■ RECORD EXTRACTS ■
################

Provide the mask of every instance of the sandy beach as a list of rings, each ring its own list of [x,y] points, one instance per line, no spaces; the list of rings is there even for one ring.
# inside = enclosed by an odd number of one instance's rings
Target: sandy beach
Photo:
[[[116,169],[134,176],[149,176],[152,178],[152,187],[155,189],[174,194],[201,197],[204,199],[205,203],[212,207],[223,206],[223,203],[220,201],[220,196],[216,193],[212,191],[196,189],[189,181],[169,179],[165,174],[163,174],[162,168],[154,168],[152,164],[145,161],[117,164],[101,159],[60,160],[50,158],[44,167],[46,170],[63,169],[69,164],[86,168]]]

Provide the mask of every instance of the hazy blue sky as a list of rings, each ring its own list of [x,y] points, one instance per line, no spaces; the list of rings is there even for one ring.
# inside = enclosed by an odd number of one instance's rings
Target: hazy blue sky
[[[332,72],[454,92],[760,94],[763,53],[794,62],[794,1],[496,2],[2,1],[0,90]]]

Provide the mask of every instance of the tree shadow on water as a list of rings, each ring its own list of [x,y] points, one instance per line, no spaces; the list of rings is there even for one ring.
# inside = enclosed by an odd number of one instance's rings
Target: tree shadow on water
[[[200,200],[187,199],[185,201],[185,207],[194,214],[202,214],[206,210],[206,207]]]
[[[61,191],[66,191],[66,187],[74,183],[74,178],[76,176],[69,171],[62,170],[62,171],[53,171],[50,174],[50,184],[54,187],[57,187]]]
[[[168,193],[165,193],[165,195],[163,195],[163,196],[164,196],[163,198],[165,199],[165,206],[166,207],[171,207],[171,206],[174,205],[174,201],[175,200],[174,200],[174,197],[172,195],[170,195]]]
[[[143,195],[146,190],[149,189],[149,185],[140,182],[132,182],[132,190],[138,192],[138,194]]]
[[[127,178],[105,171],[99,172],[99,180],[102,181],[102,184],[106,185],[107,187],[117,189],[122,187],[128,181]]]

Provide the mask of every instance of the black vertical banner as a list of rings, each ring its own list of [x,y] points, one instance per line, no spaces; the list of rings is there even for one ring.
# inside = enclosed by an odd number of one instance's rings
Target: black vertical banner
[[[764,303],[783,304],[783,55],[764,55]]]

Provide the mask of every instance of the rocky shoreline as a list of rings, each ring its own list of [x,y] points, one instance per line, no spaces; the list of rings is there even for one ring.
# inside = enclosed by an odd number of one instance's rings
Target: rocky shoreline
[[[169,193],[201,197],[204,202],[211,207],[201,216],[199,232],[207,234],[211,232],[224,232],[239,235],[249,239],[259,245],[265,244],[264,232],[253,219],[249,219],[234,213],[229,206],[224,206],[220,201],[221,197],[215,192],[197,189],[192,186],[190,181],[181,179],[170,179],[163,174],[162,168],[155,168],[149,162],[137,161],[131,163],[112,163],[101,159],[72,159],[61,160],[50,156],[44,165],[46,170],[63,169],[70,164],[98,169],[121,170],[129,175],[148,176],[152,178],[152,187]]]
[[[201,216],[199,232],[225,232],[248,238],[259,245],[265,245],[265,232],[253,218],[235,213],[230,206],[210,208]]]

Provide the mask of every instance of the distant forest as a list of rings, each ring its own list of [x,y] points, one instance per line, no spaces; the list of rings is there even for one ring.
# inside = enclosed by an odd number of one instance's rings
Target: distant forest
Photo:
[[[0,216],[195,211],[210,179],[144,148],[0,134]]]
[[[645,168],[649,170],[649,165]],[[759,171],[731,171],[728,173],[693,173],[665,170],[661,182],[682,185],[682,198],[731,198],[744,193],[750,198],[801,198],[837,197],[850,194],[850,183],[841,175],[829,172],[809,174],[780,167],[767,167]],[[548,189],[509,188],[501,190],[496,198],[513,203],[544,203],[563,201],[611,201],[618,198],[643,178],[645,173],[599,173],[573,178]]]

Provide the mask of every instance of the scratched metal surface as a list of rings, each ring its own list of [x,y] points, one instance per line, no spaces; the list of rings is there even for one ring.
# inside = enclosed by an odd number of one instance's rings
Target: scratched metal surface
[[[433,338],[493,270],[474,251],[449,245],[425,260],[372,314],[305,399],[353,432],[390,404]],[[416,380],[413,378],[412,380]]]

################

■ WHAT TO DO ■
Retype the whole listing, matching it exactly.

■ SOLUTION TO THE PROBLEM ■
Provide the mask of every instance of the sandy beach as a list of rings, each ring its own list of [x,y] points, one instance per line, no spaces; the list of rings is there even for one ring.
# inside = enclosed by an odd number of one instance's rings
Target: sandy beach
Photo:
[[[116,169],[134,176],[149,176],[152,178],[152,187],[155,189],[174,194],[201,197],[204,199],[205,203],[212,207],[223,206],[223,203],[220,201],[220,196],[216,193],[212,191],[196,189],[189,181],[169,179],[165,174],[163,174],[162,168],[154,168],[152,164],[145,161],[117,164],[101,159],[60,160],[50,158],[44,167],[46,170],[63,169],[69,164],[86,168]]]

Provide the mask of every instance of the hazy blue sky as a list of rings, each ring its own list of [x,y] points, one instance per line, no spaces; the list of rings is there even for one ring.
# inside = enclosed by an odd number of one instance's rings
Target: hazy blue sky
[[[332,72],[454,92],[760,94],[763,53],[794,62],[794,1],[496,2],[2,1],[0,90]]]

Provide the mask of every instance of the tree shadow on water as a list of rings, each ring its own list of [x,y] points, one instance per line, no spaces; the list of rings is there even for one ring.
# inside = enclosed by an odd number of one instance's rings
Target: tree shadow on water
[[[200,200],[187,199],[185,201],[185,207],[194,214],[202,214],[206,210],[206,207]]]
[[[61,191],[66,191],[66,187],[74,183],[74,178],[76,176],[69,171],[62,170],[62,171],[53,171],[50,174],[50,184],[54,187],[57,187]]]
[[[168,193],[165,193],[165,195],[163,195],[163,196],[164,196],[163,198],[165,199],[165,206],[166,207],[171,207],[171,206],[174,205],[174,201],[175,200],[174,200],[174,197],[172,195],[170,195]]]
[[[143,195],[146,190],[149,189],[149,185],[140,182],[132,182],[132,190],[138,192],[138,194]]]
[[[127,178],[105,171],[99,172],[99,180],[102,181],[102,184],[106,185],[107,187],[117,189],[122,187],[128,181]]]

Provide the mask of every instance of the black vertical banner as a list of rings, each ring its own list of [x,y] points, one instance per line, no spaces; the list of rings is there even for one ring.
# inside = enclosed by an odd number of one instance's rings
Target: black vertical banner
[[[764,303],[783,304],[783,55],[764,55]]]

Provide the mask of every instance of the rocky shoreline as a list of rings, each ring its own list of [x,y] points, one instance per line, no spaces; the list of rings is there even for one ring.
# inside = enclosed by an odd number of one instance's rings
Target: rocky shoreline
[[[169,193],[201,197],[204,202],[211,207],[201,216],[199,232],[207,234],[211,232],[224,232],[239,235],[249,239],[259,245],[265,244],[264,232],[253,219],[249,219],[234,213],[229,206],[224,206],[220,201],[221,197],[215,192],[197,189],[192,186],[190,181],[181,179],[170,179],[163,174],[162,168],[155,168],[149,162],[137,161],[131,163],[112,163],[101,159],[72,159],[61,160],[50,156],[44,165],[46,170],[63,169],[70,164],[98,169],[121,170],[129,175],[148,176],[152,178],[152,187]]]
[[[201,216],[199,232],[225,232],[248,238],[259,245],[265,245],[265,232],[253,218],[235,213],[230,206],[210,208]]]

Provide the mask of every instance of the distant forest as a list of rings, each ring its own list of [x,y] points, one instance per line, no spaces; the list of rings is there even for one ring.
# inside = enclosed by an odd number of one instance's rings
Target: distant forest
Photo:
[[[0,216],[195,211],[210,179],[144,148],[0,134]]]
[[[645,168],[649,170],[649,165]],[[759,171],[731,171],[728,173],[693,173],[665,170],[661,182],[682,185],[682,198],[731,198],[744,193],[750,198],[801,198],[837,197],[850,194],[850,183],[841,175],[829,172],[809,174],[780,167],[767,167]],[[548,189],[509,188],[501,190],[496,198],[513,203],[544,203],[563,201],[611,201],[618,198],[643,178],[645,173],[599,173],[573,178]]]

Provide the mask of every instance of the scratched metal surface as a list of rings, each ring its own list of [x,y] points, one instance per line, no spaces; the list of rings is there even for one ring.
# inside = enclosed by an odd number of one instance's rings
Target: scratched metal surface
[[[433,338],[493,270],[474,251],[449,245],[425,260],[372,314],[305,399],[353,432],[390,404]],[[416,380],[413,378],[412,380]]]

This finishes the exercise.